機関長から異例の大抜擢41歳の新人漁労長が遠洋巻き網に挑む! 「大役」背負い平戸市生月町から船出【長崎発】
長崎県平戸市生月町を拠点とする遠洋巻き網漁船団に、2024年夏、異例の抜擢で41歳の新人漁労長が誕生した。機関長から漁の総指揮を任されることになった男性の挑戦が始まった。 【画像】乗組員のために準備された寮
伝統と革新が交差する海の町
江戸時代から捕鯨で栄えた平戸市生月町は、今や長崎県内有数の遠洋巻き網漁の基地として知られている。2024年夏、東洋漁業所属の第八源福丸(199トン)に、新たな船出を迎えた人物がいた。 小野田聡さん(41)は、約50人の乗組員をまとめる漁労長に就任した。「大役ですよ。自分の船団の家族まで背負っているので」と話す長崎市出身の小野田さんは、長崎県立農業大学校卒業後、知人の紹介で船に乗ることになり、エンジンの整備などを行う機関部に配属された。直近の8年間は本船の機関長を務めていた。
**********
* **依頼事項**
**1)** 漁労長の記事から、「機関長から異例の大抜擢41歳」から「は本船の機関長を務めていた。」までの部分を、両端も含めてそのまま書き写してください。
**2)** 次の(a)〜(c)が漁労長の記事の内容と合っているかを、それぞれ「はい」か「いいえ」で答え、判断の根拠となる記事中の語句をそのまま引用してください。(a) 小野田さんは長崎市の出身である。(b) 第八源福丸は299トンの船である。(c) 小野田さんは就任前の10年間、本船の機関長を務めていた。
**3)** 漁労長の記事の最後の文に続く内容を書いてください。

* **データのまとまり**
**********
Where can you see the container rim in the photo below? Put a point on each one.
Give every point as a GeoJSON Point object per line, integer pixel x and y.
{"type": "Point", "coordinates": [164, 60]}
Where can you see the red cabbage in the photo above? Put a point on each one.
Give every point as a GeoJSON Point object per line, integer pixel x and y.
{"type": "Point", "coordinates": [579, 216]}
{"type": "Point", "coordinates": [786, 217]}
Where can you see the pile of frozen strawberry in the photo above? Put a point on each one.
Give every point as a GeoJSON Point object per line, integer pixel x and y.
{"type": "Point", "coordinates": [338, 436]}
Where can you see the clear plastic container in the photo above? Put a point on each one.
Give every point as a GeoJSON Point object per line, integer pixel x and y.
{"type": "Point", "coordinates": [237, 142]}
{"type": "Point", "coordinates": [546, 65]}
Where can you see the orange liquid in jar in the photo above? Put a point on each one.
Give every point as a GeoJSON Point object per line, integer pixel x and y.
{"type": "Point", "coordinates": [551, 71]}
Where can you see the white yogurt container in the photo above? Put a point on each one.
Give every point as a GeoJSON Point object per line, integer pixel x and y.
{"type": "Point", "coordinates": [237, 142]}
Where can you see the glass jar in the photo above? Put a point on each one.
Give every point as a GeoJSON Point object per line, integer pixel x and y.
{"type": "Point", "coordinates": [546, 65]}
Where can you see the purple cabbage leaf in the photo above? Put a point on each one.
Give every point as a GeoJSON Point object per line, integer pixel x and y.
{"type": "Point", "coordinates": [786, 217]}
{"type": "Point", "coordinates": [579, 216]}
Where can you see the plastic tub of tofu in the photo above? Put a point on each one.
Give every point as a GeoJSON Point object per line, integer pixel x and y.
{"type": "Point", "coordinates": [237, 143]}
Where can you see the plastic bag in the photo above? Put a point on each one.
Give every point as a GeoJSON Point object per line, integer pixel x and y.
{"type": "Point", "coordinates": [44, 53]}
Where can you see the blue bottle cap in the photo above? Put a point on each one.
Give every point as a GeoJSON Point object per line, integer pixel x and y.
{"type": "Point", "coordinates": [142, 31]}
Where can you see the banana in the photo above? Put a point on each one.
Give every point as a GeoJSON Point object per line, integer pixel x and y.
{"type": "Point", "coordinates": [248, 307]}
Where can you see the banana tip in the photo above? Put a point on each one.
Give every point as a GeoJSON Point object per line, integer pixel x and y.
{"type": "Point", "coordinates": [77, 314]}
**********
* **練習問題の解答**
**1)**
機関長から異例の大抜擢41歳の新人漁労長が遠洋巻き網に挑む! 「大役」背負い平戸市生月町から船出【長崎発】
長崎県平戸市生月町を拠点とする遠洋巻き網漁船団に、2024年夏、異例の抜擢で41歳の新人漁労長が誕生した。機関長から漁の総指揮を任されることになった男性の挑戦が始まった。 【画像】乗組員のために準備された寮
伝統と革新が交差する海の町
江戸時代から捕鯨で栄えた平戸市生月町は、今や長崎県内有数の遠洋巻き網漁の基地として知られている。2024年夏、東洋漁業所属の第八源福丸(199トン)に、新たな船出を迎えた人物がいた。 小野田聡さん(41)は、約50人の乗組員をまとめる漁労長に就任した。「大役ですよ。自分の船団の家族まで背負っているので」と話す長崎市出身の小野田さんは、長崎県立農業大学校卒業後、知人の紹介で船に乗ることになり、エンジンの整備などを行う機関部に配属された。直近の8年間は本船の機関長を務めていた。

**2)**
(a) はい。「長崎市出身の小野田さんは」
(b) いいえ。「第八源福丸(199トン)」
(c) いいえ。「直近の8年間は本船の機関長を務めていた」

**3)**
異例の大抜擢と期待
そんな小野田さんを抜擢したのは漁師として約50年のキャリアを持つベテランの前任者・松原謙治漁労長だった。漁労長はいわば総監督で松原さんは48歳に漁労長になってから約20年、その大役を担ってきた。 「周りから見たら異例だろう。機関長あがりを漁労長にする、経験もないのに。ただこの子は貪欲さがあるから、その可能性にかけてみた」と松原さんは語る。機関長からの抜擢で、小野田さんは松原さんの指導のもと約2年間修行を積んだ。 第八源福丸の乗組員は約30人で、そのうち3人はインドネシアからの技能実習生だ。乗組員の多くは50代以上だが、最近では若い世代が少しずつ増えている。県外からの就職者のために寮も完備している。「きつい時も楽しい時もあります」と若手乗組員は語る。「魚が取れて歩合が付けば」楽しいという。 他の業種に比べ比較的年収が良いのも魅力だ。若手にとって、地位も待遇も一番の漁労長は憧れの存在となっている。
緊張の初出航へ
小野田さんの初めての船出は北海道・釧路沖を目指した。 2カ月半の漁に向かう中、悪天候に見舞われ、なかなか漁ができない日々が続いた。5日後、ようやく網を入れる機会が訪れた。「レッコー」という小野田さんの合図で、巻き網が投入された。この日は網を2回投入し、109トンのマイワシを捕獲。目標の200トンには届かなかったものの、小野田さんは着実に経験を積んでいる。
変化する海と漁業の未来
温暖化など海の環境変化により、取れる魚種や漁場が変わってきている。松浦のアジやサバなども、小野田さんたちの遠洋巻き網船団が東シナ海などで漁をして水揚げしている。 「その時に合った取り方で、取れなくても次につながる取り方で。毎日勉強ですからね。常に」と小野田さんは語る。技術力や指導力が求められる漁労長の役割。乗組員とのコミュニケーションを大切にしながら、創意工夫を重ね、一歩一歩前に進んでいく決意だ。 長崎の海の未来を担う新人漁労長・小野田さん。未経験の地へと踏み出したからこその強い覚悟と思いを胸に小野田さんはきょうも漁に出る。 (テレビ長崎)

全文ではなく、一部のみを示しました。